# Source document:
Single by Crystal Gayle
- B-side: "Sparklin' Look of Love"
- Released: August 1970
- Genre: Country
- Length: 2:42
- Label: Decca
- Songwriter(s): Loretta Lynn
- Producer(s): Owen Bradley

Crystal Gayle singles chronology
|  | "I've Cried (The Blue Right Out of My Eyes)" (1970) | "Everybody Oughta Cry" (1972) |

= I've Cried (The Blue Right Out of My Eyes) =

"I've Cried (The Blue Right Out of My Eyes)" is a song written by Loretta Lynn that was recorded by her sister, American country music artist Crystal Gayle. It was released as her debut single in 1970, becoming a minor hit on the Billboard country songs chart. Despite not becoming a major hit, the song is identified with Gayle's early career persona and has been considered among her essential songs in her recording career.

==Content and reception==
"I've Cried (The Blue Right Out of My Eyes)" was first written by Loretta Lynn after Gayle signed her first recording contract to Decca Records (Lynn's label as well). Gayle had also done the original demo recording in 1969. The demo session was recorded at Surefire Music, a publishing company owned by The Wilburn Brothers. Gayle had been recording a series of demos at the publishing company before recording Lynn's composition. Gayle's version of the track was heard by Decca producer Owen Bradley. Liking what he heard, he asked if Gayle could record it officially for the Decca label. The official recording session took place circa 1970 in a session produced by Bradley in Nashville, Tennessee.

The song has received mixed critical reception since its release. In comparison with Gayle's later country pop material, "I've Cried (The Blue Right Out of My Eyes)" is often compared to the musical style of her sister, Loretta Lynn. Steve Huey of Allmusic called the song (along with her further Decca recordings) a "Little Loretta" record because of its similarities to her recordings. When reviewing an album that the song would later appear on, critic Jason Birchmeier noted that "the easy listening country-pop style Gayle would later employ with longtime producer Allen Reynolds is noticeably absent here, showcasing instead the singer's initial resemblance to her much grittier sister." Nonetheless, he also praised the track, calling it "noteworthy".

(Coordinate annotation entries)
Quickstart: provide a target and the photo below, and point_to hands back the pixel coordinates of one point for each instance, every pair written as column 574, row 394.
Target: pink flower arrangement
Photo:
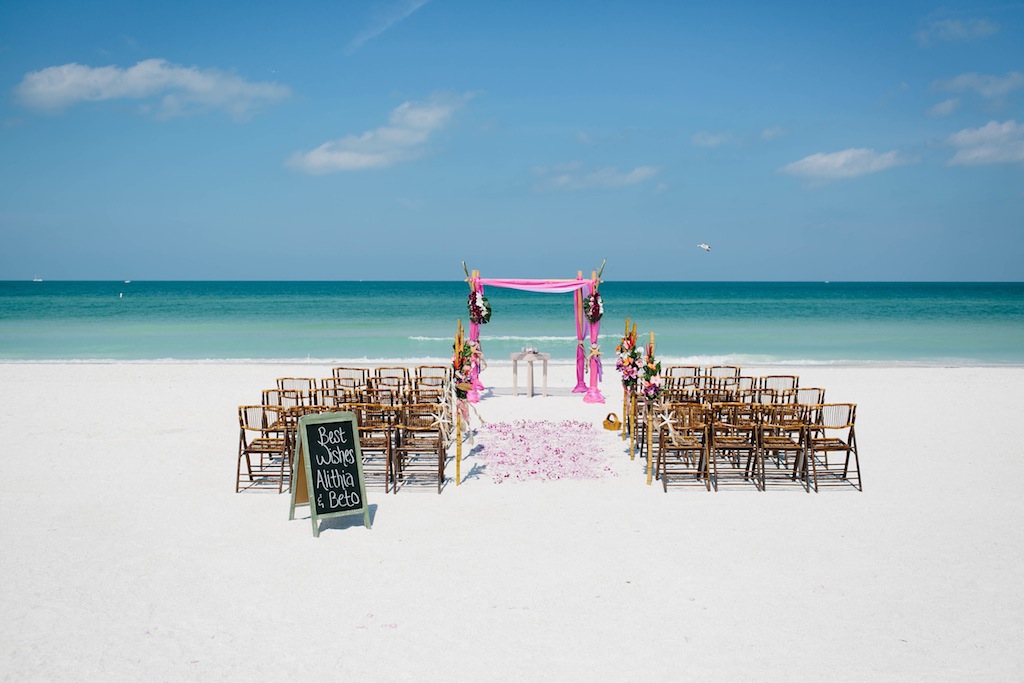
column 530, row 450
column 479, row 308
column 629, row 360
column 650, row 384
column 593, row 307
column 461, row 366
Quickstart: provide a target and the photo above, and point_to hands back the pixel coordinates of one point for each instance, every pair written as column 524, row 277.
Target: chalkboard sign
column 327, row 473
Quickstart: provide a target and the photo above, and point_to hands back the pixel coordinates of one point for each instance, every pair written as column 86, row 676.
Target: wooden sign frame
column 303, row 489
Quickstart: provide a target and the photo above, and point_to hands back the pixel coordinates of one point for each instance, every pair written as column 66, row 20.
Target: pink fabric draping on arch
column 542, row 286
column 581, row 322
column 551, row 286
column 593, row 394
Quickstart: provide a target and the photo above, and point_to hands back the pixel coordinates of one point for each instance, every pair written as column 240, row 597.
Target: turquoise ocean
column 927, row 324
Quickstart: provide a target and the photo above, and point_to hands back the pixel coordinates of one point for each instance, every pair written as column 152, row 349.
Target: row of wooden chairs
column 384, row 398
column 693, row 394
column 400, row 442
column 731, row 382
column 733, row 442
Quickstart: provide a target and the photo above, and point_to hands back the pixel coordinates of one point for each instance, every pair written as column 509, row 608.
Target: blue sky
column 393, row 139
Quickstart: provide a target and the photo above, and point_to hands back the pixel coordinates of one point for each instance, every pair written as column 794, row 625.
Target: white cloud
column 846, row 164
column 385, row 17
column 955, row 31
column 574, row 176
column 989, row 87
column 992, row 143
column 945, row 108
column 707, row 139
column 410, row 127
column 179, row 90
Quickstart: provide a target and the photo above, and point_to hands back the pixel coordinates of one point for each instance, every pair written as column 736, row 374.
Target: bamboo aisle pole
column 626, row 415
column 633, row 425
column 650, row 422
column 459, row 341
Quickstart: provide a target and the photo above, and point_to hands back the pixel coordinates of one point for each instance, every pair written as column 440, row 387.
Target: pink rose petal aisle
column 532, row 450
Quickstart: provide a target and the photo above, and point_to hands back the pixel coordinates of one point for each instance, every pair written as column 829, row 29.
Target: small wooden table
column 529, row 358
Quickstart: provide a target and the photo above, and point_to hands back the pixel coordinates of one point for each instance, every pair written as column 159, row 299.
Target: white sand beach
column 125, row 553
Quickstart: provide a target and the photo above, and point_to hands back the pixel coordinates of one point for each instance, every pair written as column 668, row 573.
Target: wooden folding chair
column 733, row 443
column 419, row 450
column 833, row 431
column 262, row 449
column 682, row 446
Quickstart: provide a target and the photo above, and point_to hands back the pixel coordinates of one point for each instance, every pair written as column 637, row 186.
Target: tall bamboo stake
column 650, row 425
column 458, row 415
column 626, row 421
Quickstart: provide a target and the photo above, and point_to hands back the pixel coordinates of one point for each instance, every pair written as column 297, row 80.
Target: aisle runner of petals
column 530, row 450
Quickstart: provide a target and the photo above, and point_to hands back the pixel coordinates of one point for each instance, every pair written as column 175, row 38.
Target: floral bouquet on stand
column 479, row 308
column 593, row 307
column 629, row 363
column 629, row 360
column 649, row 389
column 650, row 381
column 462, row 364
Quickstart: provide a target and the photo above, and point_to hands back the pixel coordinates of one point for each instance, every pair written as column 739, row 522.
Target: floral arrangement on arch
column 593, row 306
column 462, row 364
column 629, row 360
column 650, row 384
column 479, row 308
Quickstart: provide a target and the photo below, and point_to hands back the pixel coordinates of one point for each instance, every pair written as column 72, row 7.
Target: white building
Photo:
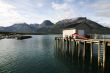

# Goal:
Extend the text about the Crystal Gayle song "I've Cried (The Blue Right Out of My Eyes)" past the point where it stops. The items have no connection to the text about the Crystal Gayle song.

# In response:
==Chart performance and release==
"I've Cried (The Blue Right Out of My Eyes)" was released as a single in August 1970. Issued with Lynn's composition "Sparklin' Look of Love" on the B-side, the single peaked at number 23 on the Billboard Hot Country Singles chart. Additionally, the single would also peak at number 34 on the Canadian RPM Country Singles chart around the same time. The song became Gayle's first single to not only be released but to also become a top 40 hit. In 1978, the track would be reissued as a promotional single in concurrence with Gayle's 1978 compilation album, also titled I've Cried the Blue Right Out of My Eyes. The song charted again on both the Billboard and Canadian country surveys, reaching similar positions. It would also be the first time that the song would appear on an official album.

"I've Cried (The Blue Right Out of My Eyes)" has been considered one of Gayle's signature recordings. While not a major hit, the song reflected the early artistic persona Gayle displayed under Decca Records. The label encouraged Gayle to record in a similar style of that of her sister. Gayle's further singles for the Decca label would prove unsuccessful as well. Gayle reflected in a 2019 interview with CMT, saying "...I was trying to sing just like her. That’s why she said, 'Quit singing my songs. Don’t sing anything I would.' She said, 'You’ll only be compared' and I would have been."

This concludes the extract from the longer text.